What to do
Rewrite every one of the rows below as a numbered list, leaving out any blank lines.

[Entries taken from a collection]

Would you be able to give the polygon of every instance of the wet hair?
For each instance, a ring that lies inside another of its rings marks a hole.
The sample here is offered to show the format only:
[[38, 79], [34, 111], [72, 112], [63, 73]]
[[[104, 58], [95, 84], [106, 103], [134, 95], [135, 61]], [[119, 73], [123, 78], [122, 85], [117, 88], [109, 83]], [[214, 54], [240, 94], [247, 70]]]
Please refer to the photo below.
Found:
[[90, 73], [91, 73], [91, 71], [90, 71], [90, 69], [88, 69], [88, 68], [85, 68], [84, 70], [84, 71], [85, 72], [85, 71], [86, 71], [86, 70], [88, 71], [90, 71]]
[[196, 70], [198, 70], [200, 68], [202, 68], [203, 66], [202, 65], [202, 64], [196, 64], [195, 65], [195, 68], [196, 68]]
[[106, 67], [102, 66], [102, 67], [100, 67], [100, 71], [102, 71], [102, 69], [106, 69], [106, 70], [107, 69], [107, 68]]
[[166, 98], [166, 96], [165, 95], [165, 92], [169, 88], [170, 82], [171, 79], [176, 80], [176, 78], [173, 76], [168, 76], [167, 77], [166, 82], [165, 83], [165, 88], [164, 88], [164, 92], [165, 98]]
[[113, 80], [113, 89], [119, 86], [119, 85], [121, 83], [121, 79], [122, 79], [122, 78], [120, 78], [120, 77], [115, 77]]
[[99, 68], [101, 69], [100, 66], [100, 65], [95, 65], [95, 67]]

Response
1. Would you be able to give the polygon of every instance of the wet hair?
2. For each instance, a ring that lies inside another of its rings marks a hole.
3. The sample here is offered to show the format only:
4. [[38, 79], [34, 111], [72, 112], [63, 73]]
5. [[[104, 58], [95, 84], [106, 103], [134, 95], [135, 61]], [[119, 73], [123, 78], [122, 85], [117, 88], [109, 83]], [[214, 54], [240, 94], [247, 70]]]
6. Please refer to the photo below.
7. Found:
8. [[90, 73], [91, 73], [91, 71], [90, 71], [90, 69], [88, 69], [88, 68], [85, 68], [84, 70], [84, 71], [85, 72], [85, 71], [86, 71], [86, 70], [88, 71], [90, 71]]
9. [[196, 70], [198, 70], [200, 68], [202, 68], [203, 66], [202, 65], [202, 64], [196, 64], [195, 65], [195, 68], [196, 68]]
10. [[106, 67], [102, 66], [102, 67], [100, 67], [100, 71], [102, 71], [102, 69], [106, 69], [106, 70], [107, 69], [107, 68]]
11. [[166, 98], [166, 96], [165, 95], [165, 92], [169, 88], [170, 82], [171, 79], [176, 80], [176, 78], [173, 76], [168, 76], [167, 77], [166, 82], [165, 83], [165, 88], [164, 88], [164, 92], [165, 98]]
12. [[113, 80], [113, 89], [119, 86], [119, 85], [121, 83], [121, 79], [122, 79], [122, 78], [120, 78], [120, 77], [115, 77]]
13. [[99, 68], [101, 69], [100, 66], [100, 65], [95, 65], [95, 67]]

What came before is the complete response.